*Task requirements*: Give every line from the entries that contains "Find".

*Records for this exercise*:

■ ■ ■ ■ ■ ■ ■

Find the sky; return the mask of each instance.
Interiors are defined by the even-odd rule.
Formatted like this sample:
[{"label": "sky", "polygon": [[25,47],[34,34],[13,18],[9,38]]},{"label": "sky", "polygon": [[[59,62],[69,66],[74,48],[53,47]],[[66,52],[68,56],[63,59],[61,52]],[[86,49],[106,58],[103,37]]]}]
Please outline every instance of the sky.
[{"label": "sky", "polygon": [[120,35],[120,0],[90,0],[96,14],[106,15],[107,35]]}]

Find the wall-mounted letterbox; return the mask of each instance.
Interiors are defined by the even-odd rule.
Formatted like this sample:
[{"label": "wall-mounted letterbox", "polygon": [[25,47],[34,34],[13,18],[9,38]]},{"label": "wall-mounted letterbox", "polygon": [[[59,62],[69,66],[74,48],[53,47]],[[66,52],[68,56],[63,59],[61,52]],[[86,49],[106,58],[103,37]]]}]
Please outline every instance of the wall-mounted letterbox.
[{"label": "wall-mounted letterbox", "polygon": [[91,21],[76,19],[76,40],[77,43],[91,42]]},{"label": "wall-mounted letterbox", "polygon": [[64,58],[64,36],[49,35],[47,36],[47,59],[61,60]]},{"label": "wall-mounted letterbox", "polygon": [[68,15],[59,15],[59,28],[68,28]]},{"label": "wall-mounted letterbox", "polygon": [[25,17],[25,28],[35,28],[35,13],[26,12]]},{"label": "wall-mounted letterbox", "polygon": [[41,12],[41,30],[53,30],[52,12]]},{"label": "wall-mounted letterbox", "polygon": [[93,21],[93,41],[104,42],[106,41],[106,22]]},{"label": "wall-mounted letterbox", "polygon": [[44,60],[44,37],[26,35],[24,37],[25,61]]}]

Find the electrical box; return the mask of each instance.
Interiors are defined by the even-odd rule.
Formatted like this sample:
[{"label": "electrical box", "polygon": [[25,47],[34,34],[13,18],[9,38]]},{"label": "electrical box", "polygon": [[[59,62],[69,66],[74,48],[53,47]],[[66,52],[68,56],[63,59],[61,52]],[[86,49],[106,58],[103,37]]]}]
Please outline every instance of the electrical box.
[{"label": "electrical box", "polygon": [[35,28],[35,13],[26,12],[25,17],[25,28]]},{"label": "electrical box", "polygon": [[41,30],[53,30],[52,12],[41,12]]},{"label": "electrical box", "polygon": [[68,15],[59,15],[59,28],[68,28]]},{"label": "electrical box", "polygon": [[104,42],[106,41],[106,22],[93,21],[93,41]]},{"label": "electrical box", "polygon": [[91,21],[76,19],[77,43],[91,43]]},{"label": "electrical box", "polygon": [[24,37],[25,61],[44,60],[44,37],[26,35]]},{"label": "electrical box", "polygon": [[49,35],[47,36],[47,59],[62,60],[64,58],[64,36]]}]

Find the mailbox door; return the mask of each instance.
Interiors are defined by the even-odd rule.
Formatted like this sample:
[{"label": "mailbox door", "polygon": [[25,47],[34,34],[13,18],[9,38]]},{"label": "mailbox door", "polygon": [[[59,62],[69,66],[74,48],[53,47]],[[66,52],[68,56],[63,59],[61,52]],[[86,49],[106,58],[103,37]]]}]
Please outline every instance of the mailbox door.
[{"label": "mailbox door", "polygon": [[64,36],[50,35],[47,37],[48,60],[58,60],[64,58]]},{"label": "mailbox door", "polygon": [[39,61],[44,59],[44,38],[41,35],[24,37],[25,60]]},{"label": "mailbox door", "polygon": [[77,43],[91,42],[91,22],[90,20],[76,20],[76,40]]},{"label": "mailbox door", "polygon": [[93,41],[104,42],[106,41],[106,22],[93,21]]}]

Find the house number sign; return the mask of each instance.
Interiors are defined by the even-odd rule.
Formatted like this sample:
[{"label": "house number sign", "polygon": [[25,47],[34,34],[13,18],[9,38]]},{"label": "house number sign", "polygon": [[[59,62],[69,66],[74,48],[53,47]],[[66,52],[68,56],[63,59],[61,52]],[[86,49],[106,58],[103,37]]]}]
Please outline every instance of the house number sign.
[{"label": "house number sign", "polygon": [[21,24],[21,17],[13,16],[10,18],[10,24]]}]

■ ■ ■ ■ ■ ■ ■

*Task answer*:
Find the sky; return the mask of each instance.
Find the wall-mounted letterbox; return the mask of each instance.
Find the electrical box; return the mask of each instance.
Find the mailbox door; return the mask of each instance.
Find the house number sign; return the mask of each instance.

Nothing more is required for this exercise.